>>

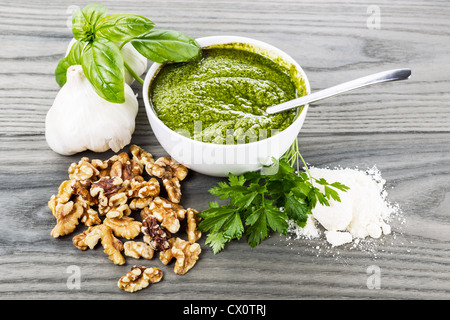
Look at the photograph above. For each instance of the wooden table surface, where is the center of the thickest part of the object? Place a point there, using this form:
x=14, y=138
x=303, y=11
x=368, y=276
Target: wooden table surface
x=402, y=128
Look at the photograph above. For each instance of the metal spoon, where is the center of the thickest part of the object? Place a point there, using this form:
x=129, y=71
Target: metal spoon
x=385, y=76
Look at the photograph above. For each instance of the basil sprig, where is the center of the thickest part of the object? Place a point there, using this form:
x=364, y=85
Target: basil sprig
x=99, y=38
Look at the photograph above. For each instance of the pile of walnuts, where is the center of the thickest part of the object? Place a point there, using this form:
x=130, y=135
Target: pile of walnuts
x=103, y=194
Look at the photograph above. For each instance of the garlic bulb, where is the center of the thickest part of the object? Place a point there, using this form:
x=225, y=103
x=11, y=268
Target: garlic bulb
x=131, y=56
x=80, y=119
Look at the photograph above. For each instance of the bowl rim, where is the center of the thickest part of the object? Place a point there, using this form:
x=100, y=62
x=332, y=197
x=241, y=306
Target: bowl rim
x=152, y=72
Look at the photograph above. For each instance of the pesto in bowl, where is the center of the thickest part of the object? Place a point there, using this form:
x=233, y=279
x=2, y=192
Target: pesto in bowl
x=222, y=97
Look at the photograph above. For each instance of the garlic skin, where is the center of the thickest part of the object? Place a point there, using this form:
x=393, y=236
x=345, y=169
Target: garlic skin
x=80, y=119
x=131, y=56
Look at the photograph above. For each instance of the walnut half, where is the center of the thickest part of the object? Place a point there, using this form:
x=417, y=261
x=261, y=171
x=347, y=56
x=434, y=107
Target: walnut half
x=186, y=254
x=139, y=278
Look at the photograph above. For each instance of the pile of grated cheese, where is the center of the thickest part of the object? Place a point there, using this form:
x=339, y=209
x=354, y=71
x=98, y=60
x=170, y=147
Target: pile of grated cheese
x=363, y=211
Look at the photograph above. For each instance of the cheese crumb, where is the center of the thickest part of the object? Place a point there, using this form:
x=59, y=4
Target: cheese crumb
x=363, y=211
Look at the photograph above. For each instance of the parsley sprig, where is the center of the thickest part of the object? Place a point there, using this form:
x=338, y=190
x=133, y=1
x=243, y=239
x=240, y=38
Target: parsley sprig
x=261, y=202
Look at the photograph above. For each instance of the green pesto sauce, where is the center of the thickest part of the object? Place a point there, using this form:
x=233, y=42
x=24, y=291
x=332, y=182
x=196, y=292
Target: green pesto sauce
x=228, y=90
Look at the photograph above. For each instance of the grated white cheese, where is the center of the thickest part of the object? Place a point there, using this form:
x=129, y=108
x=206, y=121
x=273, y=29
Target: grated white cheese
x=363, y=210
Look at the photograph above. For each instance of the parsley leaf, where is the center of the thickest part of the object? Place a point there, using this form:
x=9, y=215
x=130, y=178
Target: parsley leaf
x=262, y=202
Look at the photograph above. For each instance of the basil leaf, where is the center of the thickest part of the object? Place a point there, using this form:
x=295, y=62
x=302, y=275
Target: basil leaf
x=122, y=27
x=166, y=46
x=84, y=21
x=103, y=66
x=72, y=58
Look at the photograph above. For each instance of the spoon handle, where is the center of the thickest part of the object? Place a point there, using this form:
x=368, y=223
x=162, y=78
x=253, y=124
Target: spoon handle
x=385, y=76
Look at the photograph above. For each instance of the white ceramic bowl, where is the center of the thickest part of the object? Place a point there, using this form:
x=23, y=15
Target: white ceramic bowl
x=220, y=159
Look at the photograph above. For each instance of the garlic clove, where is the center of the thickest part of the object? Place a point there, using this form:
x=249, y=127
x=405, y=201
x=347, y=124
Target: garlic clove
x=80, y=119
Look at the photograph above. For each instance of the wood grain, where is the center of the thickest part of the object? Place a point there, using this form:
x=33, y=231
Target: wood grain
x=402, y=128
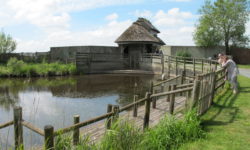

<<

TASK INSTRUCTIONS: Locate every line in the data above that contains the word "basil", and copy each of those lines.

SOLUTION TO THE EXERCISE:
Look at the photograph above. For each instance of the basil sprig, where is the center of the thickest part of the object? Place a point there, using this form:
Target: basil sprig
Look at the photograph above. For each instance of the basil leaf, where is the center of the thickest part of the object? Place a point there, using this form:
Target: basil leaf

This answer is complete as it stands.